**Task brief**
Restate word for word the section of the entries that opens at the line containing "point(216, 162)" and closes at the line containing "Target: wooden post", both lines kept, pictures dropped.

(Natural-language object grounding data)
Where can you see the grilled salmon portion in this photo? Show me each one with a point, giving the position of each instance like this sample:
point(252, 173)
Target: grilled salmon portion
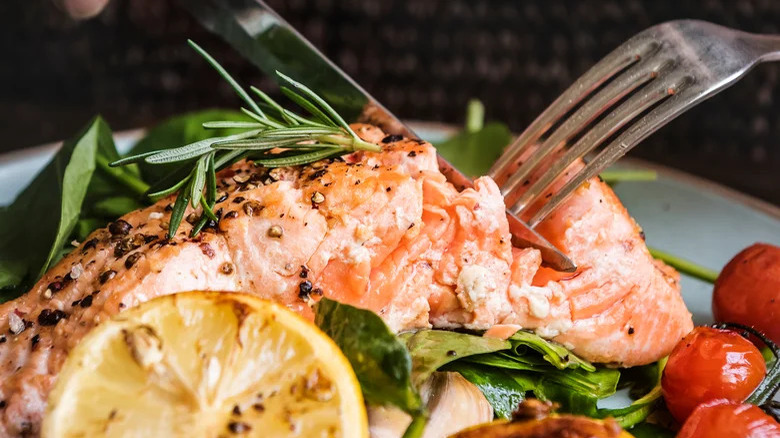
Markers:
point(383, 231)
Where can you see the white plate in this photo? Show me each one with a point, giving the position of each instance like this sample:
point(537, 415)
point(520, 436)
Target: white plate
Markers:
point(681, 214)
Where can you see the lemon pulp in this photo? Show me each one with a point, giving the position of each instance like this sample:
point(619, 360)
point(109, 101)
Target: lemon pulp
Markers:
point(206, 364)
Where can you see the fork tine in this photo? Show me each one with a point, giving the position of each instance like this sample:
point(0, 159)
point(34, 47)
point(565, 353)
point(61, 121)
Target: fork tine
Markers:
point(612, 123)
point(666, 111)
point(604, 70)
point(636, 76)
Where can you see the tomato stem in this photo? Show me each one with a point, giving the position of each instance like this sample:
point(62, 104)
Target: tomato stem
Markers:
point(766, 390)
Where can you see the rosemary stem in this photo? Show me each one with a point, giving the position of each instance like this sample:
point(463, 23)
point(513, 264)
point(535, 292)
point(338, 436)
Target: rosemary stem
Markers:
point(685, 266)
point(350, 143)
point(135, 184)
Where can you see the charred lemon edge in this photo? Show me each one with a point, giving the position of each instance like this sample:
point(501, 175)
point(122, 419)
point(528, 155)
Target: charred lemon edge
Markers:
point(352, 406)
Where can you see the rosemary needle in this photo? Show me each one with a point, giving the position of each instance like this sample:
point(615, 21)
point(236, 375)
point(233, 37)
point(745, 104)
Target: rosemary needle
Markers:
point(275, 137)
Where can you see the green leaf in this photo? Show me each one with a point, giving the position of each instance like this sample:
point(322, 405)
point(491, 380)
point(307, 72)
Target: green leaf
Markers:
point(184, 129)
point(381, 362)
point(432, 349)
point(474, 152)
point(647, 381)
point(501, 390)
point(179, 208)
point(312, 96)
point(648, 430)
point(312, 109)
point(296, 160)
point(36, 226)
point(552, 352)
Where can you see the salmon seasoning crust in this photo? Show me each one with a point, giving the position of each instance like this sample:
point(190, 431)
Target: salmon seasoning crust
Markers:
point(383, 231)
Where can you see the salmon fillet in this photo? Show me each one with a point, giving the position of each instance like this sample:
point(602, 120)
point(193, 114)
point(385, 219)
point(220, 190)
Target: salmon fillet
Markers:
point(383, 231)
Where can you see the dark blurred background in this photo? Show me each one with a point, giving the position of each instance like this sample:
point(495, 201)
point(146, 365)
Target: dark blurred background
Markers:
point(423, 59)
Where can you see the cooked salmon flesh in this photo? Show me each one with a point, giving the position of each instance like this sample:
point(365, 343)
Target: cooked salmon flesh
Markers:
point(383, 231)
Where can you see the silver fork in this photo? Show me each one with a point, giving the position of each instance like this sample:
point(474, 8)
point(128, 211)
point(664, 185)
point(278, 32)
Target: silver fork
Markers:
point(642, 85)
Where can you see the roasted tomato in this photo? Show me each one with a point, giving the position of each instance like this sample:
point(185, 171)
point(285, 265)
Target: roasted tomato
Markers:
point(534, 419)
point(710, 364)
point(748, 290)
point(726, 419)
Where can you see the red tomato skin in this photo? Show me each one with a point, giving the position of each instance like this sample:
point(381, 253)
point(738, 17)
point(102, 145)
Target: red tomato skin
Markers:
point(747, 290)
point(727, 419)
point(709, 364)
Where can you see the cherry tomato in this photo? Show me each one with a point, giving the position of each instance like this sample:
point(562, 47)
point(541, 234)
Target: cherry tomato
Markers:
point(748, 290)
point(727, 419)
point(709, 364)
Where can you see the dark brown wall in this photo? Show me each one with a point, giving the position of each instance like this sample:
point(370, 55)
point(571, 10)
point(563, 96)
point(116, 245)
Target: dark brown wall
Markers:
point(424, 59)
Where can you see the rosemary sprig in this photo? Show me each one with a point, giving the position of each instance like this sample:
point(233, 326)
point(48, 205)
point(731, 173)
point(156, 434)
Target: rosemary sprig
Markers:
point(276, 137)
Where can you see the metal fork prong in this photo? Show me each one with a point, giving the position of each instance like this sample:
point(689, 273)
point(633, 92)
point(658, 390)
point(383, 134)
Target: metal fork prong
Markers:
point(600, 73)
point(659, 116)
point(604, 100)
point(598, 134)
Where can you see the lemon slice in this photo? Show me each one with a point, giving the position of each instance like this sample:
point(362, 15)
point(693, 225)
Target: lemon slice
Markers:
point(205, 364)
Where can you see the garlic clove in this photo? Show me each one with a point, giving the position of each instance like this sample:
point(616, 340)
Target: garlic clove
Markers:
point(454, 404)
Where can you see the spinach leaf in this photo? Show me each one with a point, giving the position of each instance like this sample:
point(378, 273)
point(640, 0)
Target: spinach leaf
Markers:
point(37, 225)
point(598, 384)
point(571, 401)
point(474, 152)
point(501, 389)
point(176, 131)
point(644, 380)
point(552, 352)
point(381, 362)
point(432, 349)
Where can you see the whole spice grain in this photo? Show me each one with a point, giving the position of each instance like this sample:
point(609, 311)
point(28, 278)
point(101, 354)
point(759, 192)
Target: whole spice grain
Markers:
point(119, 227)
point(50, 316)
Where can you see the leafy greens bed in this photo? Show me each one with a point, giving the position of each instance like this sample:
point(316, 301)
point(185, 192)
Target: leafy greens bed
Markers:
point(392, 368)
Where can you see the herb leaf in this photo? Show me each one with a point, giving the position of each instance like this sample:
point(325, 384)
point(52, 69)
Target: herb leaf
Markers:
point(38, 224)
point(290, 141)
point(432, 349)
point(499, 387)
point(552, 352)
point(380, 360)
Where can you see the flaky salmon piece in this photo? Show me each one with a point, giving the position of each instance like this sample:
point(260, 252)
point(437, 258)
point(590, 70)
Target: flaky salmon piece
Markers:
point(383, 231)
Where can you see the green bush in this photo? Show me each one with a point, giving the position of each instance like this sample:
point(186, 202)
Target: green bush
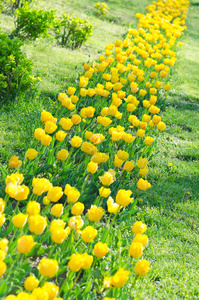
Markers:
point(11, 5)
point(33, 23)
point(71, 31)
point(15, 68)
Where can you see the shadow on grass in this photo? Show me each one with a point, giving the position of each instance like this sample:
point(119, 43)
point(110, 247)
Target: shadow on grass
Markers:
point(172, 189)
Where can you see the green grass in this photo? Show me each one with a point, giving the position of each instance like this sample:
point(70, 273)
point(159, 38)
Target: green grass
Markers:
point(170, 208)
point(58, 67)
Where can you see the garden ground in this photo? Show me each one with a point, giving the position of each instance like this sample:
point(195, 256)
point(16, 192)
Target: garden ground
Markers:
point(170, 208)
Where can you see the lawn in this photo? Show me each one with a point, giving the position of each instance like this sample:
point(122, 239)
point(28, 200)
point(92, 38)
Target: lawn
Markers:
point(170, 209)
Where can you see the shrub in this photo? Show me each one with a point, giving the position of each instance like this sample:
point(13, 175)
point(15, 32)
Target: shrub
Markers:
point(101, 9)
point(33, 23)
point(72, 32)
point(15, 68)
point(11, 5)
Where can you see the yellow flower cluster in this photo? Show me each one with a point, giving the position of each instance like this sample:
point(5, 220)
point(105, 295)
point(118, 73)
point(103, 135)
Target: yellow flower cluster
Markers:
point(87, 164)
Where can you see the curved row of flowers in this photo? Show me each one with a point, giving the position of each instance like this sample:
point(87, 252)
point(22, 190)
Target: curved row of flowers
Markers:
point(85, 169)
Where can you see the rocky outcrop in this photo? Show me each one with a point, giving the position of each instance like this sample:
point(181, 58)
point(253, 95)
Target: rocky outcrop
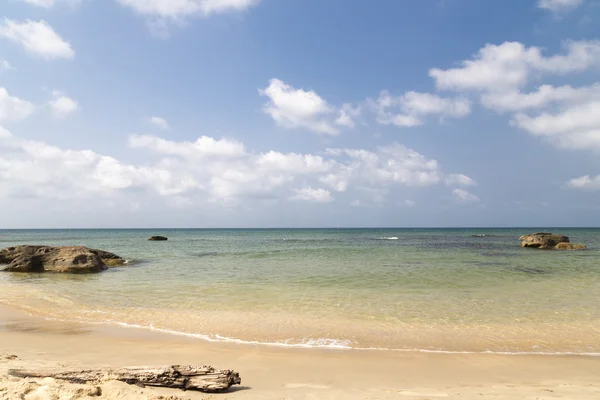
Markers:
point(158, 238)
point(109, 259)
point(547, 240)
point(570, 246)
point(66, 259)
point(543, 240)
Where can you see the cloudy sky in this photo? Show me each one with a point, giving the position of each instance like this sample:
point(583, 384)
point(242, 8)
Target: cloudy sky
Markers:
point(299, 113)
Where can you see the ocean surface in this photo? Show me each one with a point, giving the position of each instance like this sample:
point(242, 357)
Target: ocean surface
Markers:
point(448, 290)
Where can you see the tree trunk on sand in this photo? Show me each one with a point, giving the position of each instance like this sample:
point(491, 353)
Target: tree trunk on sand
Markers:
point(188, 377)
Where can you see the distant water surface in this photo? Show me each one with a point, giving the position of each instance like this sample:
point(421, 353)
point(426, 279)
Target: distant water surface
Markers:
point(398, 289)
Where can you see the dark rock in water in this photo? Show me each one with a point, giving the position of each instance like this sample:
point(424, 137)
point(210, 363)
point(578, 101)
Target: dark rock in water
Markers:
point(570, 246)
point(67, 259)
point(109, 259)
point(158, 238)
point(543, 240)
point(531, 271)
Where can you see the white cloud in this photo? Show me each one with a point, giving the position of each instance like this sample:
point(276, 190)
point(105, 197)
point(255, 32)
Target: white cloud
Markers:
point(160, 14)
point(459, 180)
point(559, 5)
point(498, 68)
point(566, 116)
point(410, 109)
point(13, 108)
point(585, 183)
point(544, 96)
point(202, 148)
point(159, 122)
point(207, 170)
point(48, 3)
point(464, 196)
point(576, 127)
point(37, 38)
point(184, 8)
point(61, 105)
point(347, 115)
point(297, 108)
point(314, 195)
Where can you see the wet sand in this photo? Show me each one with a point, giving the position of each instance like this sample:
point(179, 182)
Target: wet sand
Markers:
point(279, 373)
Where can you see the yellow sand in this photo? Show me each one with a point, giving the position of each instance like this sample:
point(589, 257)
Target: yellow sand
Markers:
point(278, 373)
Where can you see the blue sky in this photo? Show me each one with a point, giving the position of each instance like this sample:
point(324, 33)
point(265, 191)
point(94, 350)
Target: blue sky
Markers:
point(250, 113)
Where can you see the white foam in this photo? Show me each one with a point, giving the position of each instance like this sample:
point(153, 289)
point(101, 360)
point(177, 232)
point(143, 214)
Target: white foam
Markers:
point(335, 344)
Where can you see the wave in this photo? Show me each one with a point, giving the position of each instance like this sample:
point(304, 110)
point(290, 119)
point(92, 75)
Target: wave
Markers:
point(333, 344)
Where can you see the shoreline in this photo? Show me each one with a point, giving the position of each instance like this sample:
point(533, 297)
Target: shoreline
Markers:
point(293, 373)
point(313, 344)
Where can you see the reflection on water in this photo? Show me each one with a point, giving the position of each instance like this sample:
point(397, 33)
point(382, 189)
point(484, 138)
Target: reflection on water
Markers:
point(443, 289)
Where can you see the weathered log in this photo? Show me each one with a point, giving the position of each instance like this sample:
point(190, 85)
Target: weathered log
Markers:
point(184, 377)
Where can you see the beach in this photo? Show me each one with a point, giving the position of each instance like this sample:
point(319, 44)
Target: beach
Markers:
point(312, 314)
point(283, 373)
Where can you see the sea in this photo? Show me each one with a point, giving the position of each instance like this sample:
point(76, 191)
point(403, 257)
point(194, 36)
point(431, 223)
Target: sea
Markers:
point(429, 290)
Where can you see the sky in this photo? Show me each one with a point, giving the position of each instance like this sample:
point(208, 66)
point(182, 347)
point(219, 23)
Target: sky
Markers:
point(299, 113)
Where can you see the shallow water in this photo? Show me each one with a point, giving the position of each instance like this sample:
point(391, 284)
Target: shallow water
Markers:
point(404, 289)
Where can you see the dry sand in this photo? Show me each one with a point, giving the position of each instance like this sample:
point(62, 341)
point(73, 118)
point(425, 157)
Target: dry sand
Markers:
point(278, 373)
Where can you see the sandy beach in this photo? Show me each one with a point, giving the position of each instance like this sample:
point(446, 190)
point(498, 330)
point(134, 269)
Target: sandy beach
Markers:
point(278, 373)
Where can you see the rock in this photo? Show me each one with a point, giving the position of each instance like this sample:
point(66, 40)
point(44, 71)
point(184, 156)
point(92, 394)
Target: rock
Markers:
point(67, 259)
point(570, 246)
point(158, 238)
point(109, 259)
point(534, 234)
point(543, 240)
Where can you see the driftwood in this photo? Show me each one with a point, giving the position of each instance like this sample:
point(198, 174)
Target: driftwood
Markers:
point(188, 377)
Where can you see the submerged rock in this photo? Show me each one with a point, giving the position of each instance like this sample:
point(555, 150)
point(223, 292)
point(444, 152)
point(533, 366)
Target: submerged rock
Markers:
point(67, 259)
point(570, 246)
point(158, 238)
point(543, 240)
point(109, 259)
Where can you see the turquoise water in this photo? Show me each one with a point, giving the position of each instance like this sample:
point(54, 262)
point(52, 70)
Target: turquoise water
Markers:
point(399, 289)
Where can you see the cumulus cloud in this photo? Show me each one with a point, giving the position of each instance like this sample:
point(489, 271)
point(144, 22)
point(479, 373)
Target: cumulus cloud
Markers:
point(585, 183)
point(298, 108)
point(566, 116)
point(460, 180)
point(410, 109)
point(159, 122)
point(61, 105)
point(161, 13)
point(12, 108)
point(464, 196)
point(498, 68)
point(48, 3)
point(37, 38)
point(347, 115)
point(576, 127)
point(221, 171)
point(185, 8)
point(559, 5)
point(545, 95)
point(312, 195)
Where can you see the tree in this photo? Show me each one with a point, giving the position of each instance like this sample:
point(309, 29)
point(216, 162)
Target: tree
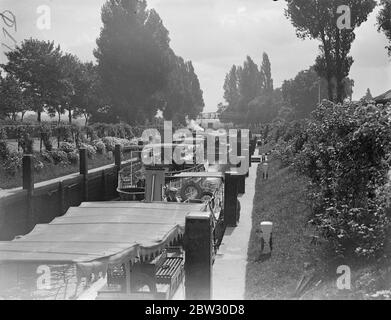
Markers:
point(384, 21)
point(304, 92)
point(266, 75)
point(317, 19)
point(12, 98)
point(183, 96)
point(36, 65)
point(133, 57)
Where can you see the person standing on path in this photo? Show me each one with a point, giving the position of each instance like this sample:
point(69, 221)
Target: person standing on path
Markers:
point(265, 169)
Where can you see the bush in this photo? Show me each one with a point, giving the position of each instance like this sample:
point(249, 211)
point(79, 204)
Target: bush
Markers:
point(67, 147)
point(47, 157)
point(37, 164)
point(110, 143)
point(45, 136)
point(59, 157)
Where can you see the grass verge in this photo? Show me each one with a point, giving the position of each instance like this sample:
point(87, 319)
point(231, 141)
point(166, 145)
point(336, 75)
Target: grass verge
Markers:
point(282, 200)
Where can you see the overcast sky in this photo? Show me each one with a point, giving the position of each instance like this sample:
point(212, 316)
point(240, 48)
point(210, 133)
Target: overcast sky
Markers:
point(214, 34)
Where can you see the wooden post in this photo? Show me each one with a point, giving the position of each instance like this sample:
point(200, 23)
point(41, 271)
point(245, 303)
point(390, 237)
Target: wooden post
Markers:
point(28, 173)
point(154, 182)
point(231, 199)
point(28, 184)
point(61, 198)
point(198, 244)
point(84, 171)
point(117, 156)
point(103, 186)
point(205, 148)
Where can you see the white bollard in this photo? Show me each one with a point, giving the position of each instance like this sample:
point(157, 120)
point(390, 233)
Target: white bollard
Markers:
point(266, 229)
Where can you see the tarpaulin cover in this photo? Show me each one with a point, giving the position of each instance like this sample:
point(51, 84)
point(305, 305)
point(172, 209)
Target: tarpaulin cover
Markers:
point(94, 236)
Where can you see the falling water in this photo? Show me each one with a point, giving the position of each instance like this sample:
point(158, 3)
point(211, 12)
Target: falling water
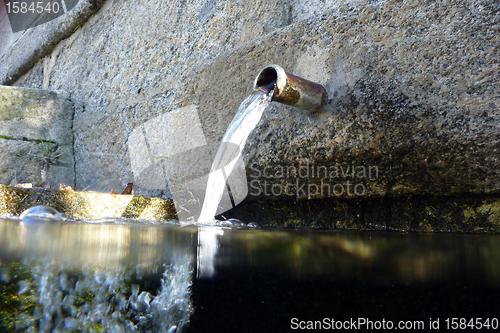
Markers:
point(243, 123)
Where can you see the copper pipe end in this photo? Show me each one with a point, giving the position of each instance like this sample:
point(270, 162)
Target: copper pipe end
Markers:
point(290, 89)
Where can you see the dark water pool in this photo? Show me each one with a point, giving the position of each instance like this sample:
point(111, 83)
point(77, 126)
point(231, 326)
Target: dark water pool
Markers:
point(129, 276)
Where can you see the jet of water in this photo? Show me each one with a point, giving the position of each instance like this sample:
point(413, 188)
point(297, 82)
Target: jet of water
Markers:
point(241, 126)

**Written answer**
point(216, 162)
Target: tree
Markers:
point(384, 21)
point(304, 92)
point(266, 75)
point(317, 19)
point(12, 98)
point(183, 96)
point(36, 65)
point(133, 57)
Where can you see the person standing on path in this photo? Show me each one with a point, giving the position of each instance like this sample:
point(69, 221)
Target: person standing on path
Markers:
point(265, 169)
Where can you see the bush in this photo? Show me each one with a point, giving the position of each instance like this sample:
point(249, 211)
point(79, 204)
Target: bush
Markers:
point(67, 147)
point(47, 157)
point(37, 164)
point(110, 143)
point(45, 136)
point(59, 157)
Where can you see the grass verge in this photo? Show me each one with a point, giving the position of each instance like this sample:
point(87, 319)
point(231, 141)
point(166, 145)
point(336, 75)
Target: grass verge
Markers:
point(282, 200)
Where can you see the overcast sky in this photo? Show me each one with a point, giving the position of each instance like this sample:
point(212, 316)
point(240, 48)
point(210, 133)
Target: overcast sky
Markers:
point(214, 34)
Where can you see the wooden post in this photo? Show me each one with a point, giving the position of each instance like this sample:
point(200, 23)
point(41, 271)
point(245, 303)
point(390, 237)
Target: wooden post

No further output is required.